*** Selected passage ***
A responsible press criticism

“I know there is a difference between, let’s say, sound political economy scholarship that describes the structure of ownership of commercial mainstream media outlets and angry tweetstorms that denounce the corrupt MSM.”

For all the anxiety it brought, 2017 was a productive year for media and journalism scholars, journalism reviews, “future-of-the-news” experts, and everyone that is, in one way or another, taking part in media criticism writ large. The whole “fake news,” “post-truth” debacle has had at least one merit: bringing media criticism to the forefront, reinvigorating debates about the role of journalism in public life, galvanizing discussions about the failures, errors, glitches, and malfunctions — let’s be honest here, it’s rarely about the triumphs — of media in our democratic life.

As a media scholar, writing on a website that believes it needs to help journalism to figure it all out, I can only rejoice in the fact that our most important conversations are not (only) about the latest technological fads anymore, but about core issues such as media effects, democracy, power, or propaganda. Those questions matter; it’s nice to see them in the spotlight.
***
Given request 1 |
According to the press criticism essay, which year was a productive one for media and journalism scholars?
Given request 2 |
In the press criticism essay, substitute "fiasco" for "debacle" in the passage between "For all the" and "our democratic life.", inclusive, and write out the resulting passage.
Given request 3 |
Continue the press criticism essay from the point where the text stops.
The items that follow have no connection to the press criticism essay.
*** Data ***
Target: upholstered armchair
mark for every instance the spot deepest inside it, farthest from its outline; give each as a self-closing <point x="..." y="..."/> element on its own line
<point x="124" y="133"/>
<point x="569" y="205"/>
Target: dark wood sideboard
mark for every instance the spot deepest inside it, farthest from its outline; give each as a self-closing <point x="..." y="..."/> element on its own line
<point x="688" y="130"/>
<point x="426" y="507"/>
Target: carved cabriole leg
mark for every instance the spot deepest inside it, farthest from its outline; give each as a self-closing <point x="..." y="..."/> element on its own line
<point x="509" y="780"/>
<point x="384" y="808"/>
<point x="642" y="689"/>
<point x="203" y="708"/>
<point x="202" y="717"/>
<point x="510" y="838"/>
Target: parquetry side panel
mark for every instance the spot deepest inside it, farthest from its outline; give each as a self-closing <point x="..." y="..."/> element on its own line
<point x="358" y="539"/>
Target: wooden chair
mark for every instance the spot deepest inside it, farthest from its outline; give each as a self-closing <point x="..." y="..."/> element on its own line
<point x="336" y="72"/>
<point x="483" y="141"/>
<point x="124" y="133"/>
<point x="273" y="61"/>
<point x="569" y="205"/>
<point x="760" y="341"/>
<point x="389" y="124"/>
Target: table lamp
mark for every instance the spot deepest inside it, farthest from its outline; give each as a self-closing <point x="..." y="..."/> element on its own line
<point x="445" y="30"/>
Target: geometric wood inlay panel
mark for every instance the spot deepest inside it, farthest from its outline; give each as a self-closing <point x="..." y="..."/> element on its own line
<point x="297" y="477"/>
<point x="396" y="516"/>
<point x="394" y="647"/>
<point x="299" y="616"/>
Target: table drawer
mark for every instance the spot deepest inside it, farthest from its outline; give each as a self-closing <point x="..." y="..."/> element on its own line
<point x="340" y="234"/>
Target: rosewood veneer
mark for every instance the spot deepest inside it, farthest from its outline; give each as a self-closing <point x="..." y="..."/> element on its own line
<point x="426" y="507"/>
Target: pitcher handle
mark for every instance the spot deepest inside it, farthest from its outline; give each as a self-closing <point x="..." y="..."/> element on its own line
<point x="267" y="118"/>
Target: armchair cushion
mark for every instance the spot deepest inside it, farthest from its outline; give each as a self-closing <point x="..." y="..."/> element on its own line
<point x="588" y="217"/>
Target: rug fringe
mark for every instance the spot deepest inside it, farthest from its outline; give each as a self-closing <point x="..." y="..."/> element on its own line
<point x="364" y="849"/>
***
Task answer 1 |
2017

Task answer 2 |
For all the anxiety it brought, 2017 was a productive year for media and journalism scholars, journalism reviews, “future-of-the-news” experts, and everyone that is, in one way or another, taking part in media criticism writ large. The whole “fake news,” “post-truth” fiasco has had at least one merit: bringing media criticism to the forefront, reinvigorating debates about the role of journalism in public life, galvanizing discussions about the failures, errors, glitches, and malfunctions — let’s be honest here, it’s rarely about the triumphs — of media in our democratic life.

Task answer 3 |
There is something unsettling, though, in this sudden renewed popularity of press criticism, as it reshuffles the cards in a weird way. With Donald Trump being one of the loudest megaphones of a certain press criticism — one that relentlessly attacks mainstream media as being corrupt, manipulated and manipulative — we find ourselves in a strange position when it comes to doing what we do, that is, dissecting how the news media works. There’s a fine line between efforts to describe, in realist terms, how the news industry operates (with its ideals never fully satisfied, its shortcomings and shortcuts, its influences and limitations, its ideological underpinnings and its power dynamics) and downright conspiracy theories fueled by populism and anger at the so-called media elites. I know there is a difference between, let’s say, sound political economy scholarship that describes the structure of ownership of commercial mainstream media outlets and angry tweetstorms that denounce the corrupt MSM. But that line is sometimes blurred, in the cacophony of outrage, moral panics and genuine concern that characterizes today’s press criticism.

So 2018 may be the time to figure out how to perform responsible press criticism. Press criticism that can speak to concerns about the role of media in public life, misinformation, and the interplay between media, politics, and business — but also understands that recrimination and denunciation are not enough. Press criticism that does not, however, respond to vicious attacks on press freedom by listening to the siren call of professional protectionism and self-righteousness. In other words, responsible press criticism that would try to hold the press accountable — just like any form of power — while being more than merely adversarial, vitriolic, or admonitory.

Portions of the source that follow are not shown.